* SET EXERCISE
Repeat every entry in the listing below, exactly.

* MATERIAL FOR THIS TASK
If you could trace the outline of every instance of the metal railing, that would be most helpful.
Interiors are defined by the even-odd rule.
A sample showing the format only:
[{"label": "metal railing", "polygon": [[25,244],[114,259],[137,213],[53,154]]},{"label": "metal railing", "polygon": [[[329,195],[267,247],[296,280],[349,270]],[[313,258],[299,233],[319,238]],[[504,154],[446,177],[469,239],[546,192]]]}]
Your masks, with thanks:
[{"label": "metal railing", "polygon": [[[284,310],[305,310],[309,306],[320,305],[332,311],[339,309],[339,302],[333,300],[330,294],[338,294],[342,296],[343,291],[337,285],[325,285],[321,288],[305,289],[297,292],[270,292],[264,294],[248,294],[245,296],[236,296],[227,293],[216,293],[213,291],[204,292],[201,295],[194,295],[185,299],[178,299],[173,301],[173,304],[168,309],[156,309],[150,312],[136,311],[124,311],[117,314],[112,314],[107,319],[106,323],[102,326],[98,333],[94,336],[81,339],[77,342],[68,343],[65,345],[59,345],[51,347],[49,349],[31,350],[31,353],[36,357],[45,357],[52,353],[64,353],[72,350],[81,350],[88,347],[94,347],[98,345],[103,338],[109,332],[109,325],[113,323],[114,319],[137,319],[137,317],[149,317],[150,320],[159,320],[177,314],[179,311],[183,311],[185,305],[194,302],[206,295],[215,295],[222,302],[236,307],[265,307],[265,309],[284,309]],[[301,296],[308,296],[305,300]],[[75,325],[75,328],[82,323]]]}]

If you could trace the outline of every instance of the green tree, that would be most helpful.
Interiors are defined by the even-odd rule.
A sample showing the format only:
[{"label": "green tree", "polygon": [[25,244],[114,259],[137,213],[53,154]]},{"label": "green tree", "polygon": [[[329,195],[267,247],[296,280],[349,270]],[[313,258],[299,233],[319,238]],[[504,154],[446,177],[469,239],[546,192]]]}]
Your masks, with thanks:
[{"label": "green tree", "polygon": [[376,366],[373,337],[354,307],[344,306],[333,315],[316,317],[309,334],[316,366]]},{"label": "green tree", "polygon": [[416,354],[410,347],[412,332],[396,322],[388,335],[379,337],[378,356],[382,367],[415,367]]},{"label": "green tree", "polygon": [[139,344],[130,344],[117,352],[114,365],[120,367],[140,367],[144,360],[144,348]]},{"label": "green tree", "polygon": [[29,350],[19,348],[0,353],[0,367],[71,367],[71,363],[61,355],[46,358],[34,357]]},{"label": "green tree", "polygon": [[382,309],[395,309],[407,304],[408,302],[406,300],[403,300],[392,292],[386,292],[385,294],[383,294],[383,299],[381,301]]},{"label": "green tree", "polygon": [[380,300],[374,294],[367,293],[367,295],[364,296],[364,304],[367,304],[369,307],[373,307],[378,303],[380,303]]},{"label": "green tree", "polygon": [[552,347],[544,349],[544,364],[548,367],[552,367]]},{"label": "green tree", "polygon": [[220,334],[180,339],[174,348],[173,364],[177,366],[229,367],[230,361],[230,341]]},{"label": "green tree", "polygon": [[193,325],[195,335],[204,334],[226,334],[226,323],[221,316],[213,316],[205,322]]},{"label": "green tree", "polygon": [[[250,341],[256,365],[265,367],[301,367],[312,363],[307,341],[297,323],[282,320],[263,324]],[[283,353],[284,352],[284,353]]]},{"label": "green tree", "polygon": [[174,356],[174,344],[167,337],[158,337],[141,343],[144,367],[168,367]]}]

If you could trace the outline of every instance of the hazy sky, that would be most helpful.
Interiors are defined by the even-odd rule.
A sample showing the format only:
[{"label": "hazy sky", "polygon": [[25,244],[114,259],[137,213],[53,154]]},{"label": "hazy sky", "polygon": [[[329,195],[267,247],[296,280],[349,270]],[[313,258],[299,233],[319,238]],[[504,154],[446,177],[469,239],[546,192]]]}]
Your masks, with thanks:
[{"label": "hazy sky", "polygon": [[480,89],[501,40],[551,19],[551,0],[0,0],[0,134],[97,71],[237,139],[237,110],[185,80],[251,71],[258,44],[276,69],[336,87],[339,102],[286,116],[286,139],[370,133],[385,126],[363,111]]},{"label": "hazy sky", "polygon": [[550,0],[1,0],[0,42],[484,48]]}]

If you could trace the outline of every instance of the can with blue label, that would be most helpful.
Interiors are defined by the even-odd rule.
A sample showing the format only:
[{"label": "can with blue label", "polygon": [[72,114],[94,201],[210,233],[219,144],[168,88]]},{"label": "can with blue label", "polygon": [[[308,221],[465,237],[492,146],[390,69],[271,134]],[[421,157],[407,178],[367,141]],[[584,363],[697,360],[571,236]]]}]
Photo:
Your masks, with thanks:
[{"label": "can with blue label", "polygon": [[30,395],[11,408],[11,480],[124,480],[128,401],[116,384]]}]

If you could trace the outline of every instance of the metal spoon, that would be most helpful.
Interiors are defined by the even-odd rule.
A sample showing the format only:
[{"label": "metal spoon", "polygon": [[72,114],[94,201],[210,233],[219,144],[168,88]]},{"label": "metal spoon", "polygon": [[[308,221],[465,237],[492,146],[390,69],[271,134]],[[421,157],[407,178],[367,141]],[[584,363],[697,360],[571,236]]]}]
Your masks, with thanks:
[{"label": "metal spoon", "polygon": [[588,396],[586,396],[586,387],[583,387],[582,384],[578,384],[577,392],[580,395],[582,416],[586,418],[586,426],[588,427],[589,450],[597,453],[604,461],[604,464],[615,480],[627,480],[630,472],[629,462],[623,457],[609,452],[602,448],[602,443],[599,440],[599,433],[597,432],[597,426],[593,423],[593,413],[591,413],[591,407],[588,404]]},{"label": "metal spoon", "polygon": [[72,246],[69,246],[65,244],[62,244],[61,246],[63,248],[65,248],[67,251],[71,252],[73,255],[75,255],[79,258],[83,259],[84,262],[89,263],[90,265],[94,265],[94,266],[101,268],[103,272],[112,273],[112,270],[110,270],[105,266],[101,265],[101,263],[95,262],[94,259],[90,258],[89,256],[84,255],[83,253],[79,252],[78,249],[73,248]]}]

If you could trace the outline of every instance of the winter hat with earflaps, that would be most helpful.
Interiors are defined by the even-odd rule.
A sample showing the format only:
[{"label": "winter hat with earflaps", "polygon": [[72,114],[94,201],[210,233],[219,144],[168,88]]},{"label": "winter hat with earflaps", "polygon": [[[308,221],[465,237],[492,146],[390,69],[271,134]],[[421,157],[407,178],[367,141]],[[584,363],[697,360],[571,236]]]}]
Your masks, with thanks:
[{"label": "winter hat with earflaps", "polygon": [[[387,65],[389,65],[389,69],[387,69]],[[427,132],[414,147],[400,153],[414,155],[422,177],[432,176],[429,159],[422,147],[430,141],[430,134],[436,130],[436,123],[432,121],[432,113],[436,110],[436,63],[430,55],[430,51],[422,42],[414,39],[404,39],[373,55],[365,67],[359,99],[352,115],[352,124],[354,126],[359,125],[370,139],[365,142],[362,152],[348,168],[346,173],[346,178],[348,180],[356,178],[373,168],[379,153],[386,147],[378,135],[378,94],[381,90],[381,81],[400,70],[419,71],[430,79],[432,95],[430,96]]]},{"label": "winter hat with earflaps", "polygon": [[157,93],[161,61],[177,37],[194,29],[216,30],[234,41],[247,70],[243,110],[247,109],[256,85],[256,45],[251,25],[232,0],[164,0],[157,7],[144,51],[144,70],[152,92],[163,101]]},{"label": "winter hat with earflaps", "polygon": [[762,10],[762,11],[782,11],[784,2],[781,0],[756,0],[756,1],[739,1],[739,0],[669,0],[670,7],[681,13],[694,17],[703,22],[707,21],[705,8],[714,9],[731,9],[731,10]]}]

* SOLUTION BELOW
If you could trace the outline of every instance of the metal railing, that would be most helpful.
Interiors are defined by the even-odd rule.
A sample showing the format only:
[{"label": "metal railing", "polygon": [[25,244],[114,259],[137,213],[53,154]]},{"label": "metal railing", "polygon": [[[329,195],[267,247],[296,280],[349,270]],[[313,258],[299,233],[319,238]],[[504,154],[446,177],[469,239],[546,192]]]}]
Your masks, with thanks:
[{"label": "metal railing", "polygon": [[[284,310],[305,310],[309,306],[320,305],[332,311],[339,309],[339,302],[333,300],[330,294],[338,294],[342,296],[343,291],[337,285],[325,285],[321,288],[305,289],[297,292],[270,292],[264,294],[248,294],[245,296],[236,296],[227,293],[216,293],[213,291],[204,292],[201,295],[194,295],[185,299],[178,299],[173,301],[173,304],[168,309],[156,309],[150,312],[136,311],[124,311],[117,314],[112,314],[107,319],[106,323],[102,326],[98,333],[94,336],[81,339],[77,342],[68,343],[65,345],[59,345],[51,347],[49,349],[31,350],[31,353],[36,357],[45,357],[52,353],[64,353],[72,350],[81,350],[88,347],[94,347],[98,345],[103,338],[109,332],[109,325],[113,323],[114,319],[137,319],[137,317],[149,317],[150,320],[159,320],[177,314],[179,311],[183,311],[185,305],[194,302],[206,295],[215,295],[222,302],[236,307],[265,307],[265,309],[284,309]],[[301,296],[308,296],[305,300]],[[75,325],[75,328],[82,323]]]}]

If you could trace the outline of every instance of the green tree, that would be most helpful.
Interiors are defined by the even-odd rule.
A sample showing the format only:
[{"label": "green tree", "polygon": [[25,244],[114,259],[137,213],[53,154]]},{"label": "green tree", "polygon": [[[329,195],[267,247],[296,280],[349,270]],[[313,258],[299,233],[319,238]],[[504,154],[446,177],[469,239],[546,192]]]}]
Your masks, with thanks:
[{"label": "green tree", "polygon": [[376,366],[373,337],[354,307],[344,306],[333,315],[316,317],[309,334],[316,366]]},{"label": "green tree", "polygon": [[416,354],[410,347],[412,332],[396,322],[388,335],[379,337],[378,356],[382,367],[415,367]]},{"label": "green tree", "polygon": [[139,344],[130,344],[117,352],[114,365],[120,367],[140,367],[144,360],[144,348]]},{"label": "green tree", "polygon": [[29,350],[19,348],[0,353],[0,367],[71,367],[71,363],[61,355],[46,358],[34,357]]},{"label": "green tree", "polygon": [[382,309],[395,309],[407,304],[408,302],[406,300],[403,300],[392,292],[386,292],[385,294],[383,294],[383,299],[381,301]]},{"label": "green tree", "polygon": [[380,300],[374,294],[367,293],[367,295],[364,296],[364,304],[367,304],[369,307],[373,307],[378,303],[380,303]]},{"label": "green tree", "polygon": [[552,347],[544,349],[544,364],[548,367],[552,367]]},{"label": "green tree", "polygon": [[220,334],[180,339],[174,348],[173,364],[177,366],[229,367],[230,361],[230,341]]},{"label": "green tree", "polygon": [[193,325],[195,335],[204,334],[226,334],[226,323],[221,316],[213,316],[205,322]]},{"label": "green tree", "polygon": [[[250,341],[256,365],[265,367],[301,367],[312,363],[307,341],[297,323],[282,320],[263,324]],[[283,353],[284,352],[284,353]]]},{"label": "green tree", "polygon": [[174,356],[174,344],[167,337],[158,337],[141,343],[144,367],[168,367]]}]

If you could trace the outline of every instance of the hazy sky, that would be most helpful.
Interiors are defined by the even-odd rule.
A sample showing the format only:
[{"label": "hazy sky", "polygon": [[25,244],[114,259],[137,213],[53,154]]},{"label": "hazy sky", "polygon": [[[329,195],[267,247],[296,280],[349,270]],[[313,258],[299,233],[319,238]],[[504,154],[446,177],[469,239],[546,192]]]}]
Your masks, with thanks:
[{"label": "hazy sky", "polygon": [[480,89],[501,40],[551,19],[551,0],[0,0],[0,134],[97,71],[237,139],[237,110],[185,80],[251,71],[258,44],[276,69],[336,87],[339,102],[286,116],[286,139],[370,133],[385,126],[363,111]]},{"label": "hazy sky", "polygon": [[550,0],[1,0],[0,42],[484,48]]}]

If you could trace the outline of every instance of the can with blue label, that would be most helpful.
Interiors are defined by the even-odd rule.
A sample showing the format only:
[{"label": "can with blue label", "polygon": [[72,114],[94,201],[210,233],[219,144],[168,88]]},{"label": "can with blue label", "polygon": [[[308,221],[465,237],[492,146],[390,69],[271,134]],[[421,157],[407,178],[367,141]],[[584,363],[697,360],[571,236]]]}]
Photo:
Your masks, with thanks:
[{"label": "can with blue label", "polygon": [[30,395],[11,408],[11,480],[124,480],[128,401],[116,384]]}]

If you could trace the outline of every instance of the metal spoon, that would be most helpful.
Interiors are defined by the even-odd rule.
A sample showing the format only:
[{"label": "metal spoon", "polygon": [[72,114],[94,201],[210,233],[219,144],[168,88]]},{"label": "metal spoon", "polygon": [[[308,221],[465,237],[492,146],[390,69],[271,134]],[[421,157],[407,178],[367,141]],[[584,363],[697,360],[571,236]]]}]
Your masks, with thanks:
[{"label": "metal spoon", "polygon": [[588,396],[586,396],[586,387],[583,387],[582,384],[578,384],[577,392],[580,395],[582,416],[586,418],[586,426],[588,427],[589,450],[597,453],[604,461],[604,464],[615,480],[627,480],[630,472],[629,462],[623,457],[609,452],[602,448],[602,443],[599,440],[599,433],[597,432],[597,426],[593,423],[593,413],[591,413],[591,407],[588,404]]},{"label": "metal spoon", "polygon": [[72,246],[69,246],[65,244],[62,244],[61,246],[63,248],[65,248],[67,251],[71,252],[73,255],[75,255],[79,258],[83,259],[84,262],[89,263],[90,265],[94,265],[94,266],[101,268],[103,272],[112,273],[112,270],[110,270],[105,266],[101,265],[101,263],[95,262],[94,259],[90,258],[89,256],[84,255],[83,253],[79,252],[78,249],[73,248]]}]

If you could trace the outline of every instance of the winter hat with earflaps, that would be most helpful.
Interiors are defined by the even-odd rule.
A sample showing the format only:
[{"label": "winter hat with earflaps", "polygon": [[72,114],[94,201],[210,233],[219,144],[168,88]]},{"label": "winter hat with earflaps", "polygon": [[[308,221],[465,237],[492,146],[390,69],[271,134]],[[421,157],[407,178],[367,141]],[[584,363],[697,360],[571,236]]]}]
Your masks, with thanks:
[{"label": "winter hat with earflaps", "polygon": [[[387,65],[389,65],[389,69],[387,69]],[[427,132],[414,147],[400,153],[414,155],[422,177],[432,176],[429,159],[422,147],[430,141],[430,134],[436,130],[436,123],[432,121],[432,113],[436,110],[436,63],[430,55],[430,51],[422,42],[414,39],[404,39],[373,55],[365,67],[359,99],[352,115],[352,124],[354,126],[359,125],[370,139],[365,142],[362,152],[348,168],[346,173],[346,178],[348,180],[356,178],[373,168],[379,153],[386,147],[378,135],[378,94],[381,90],[381,81],[400,70],[419,71],[430,79],[432,95],[430,96]]]},{"label": "winter hat with earflaps", "polygon": [[157,93],[161,61],[177,37],[194,29],[216,30],[234,41],[247,70],[243,110],[247,109],[256,85],[256,45],[251,25],[232,0],[164,0],[157,7],[144,51],[144,70],[152,92],[163,101]]},{"label": "winter hat with earflaps", "polygon": [[762,10],[762,11],[782,11],[784,2],[781,0],[756,0],[756,1],[739,1],[739,0],[669,0],[670,7],[681,13],[694,17],[703,22],[707,21],[705,8],[714,9],[731,9],[731,10]]}]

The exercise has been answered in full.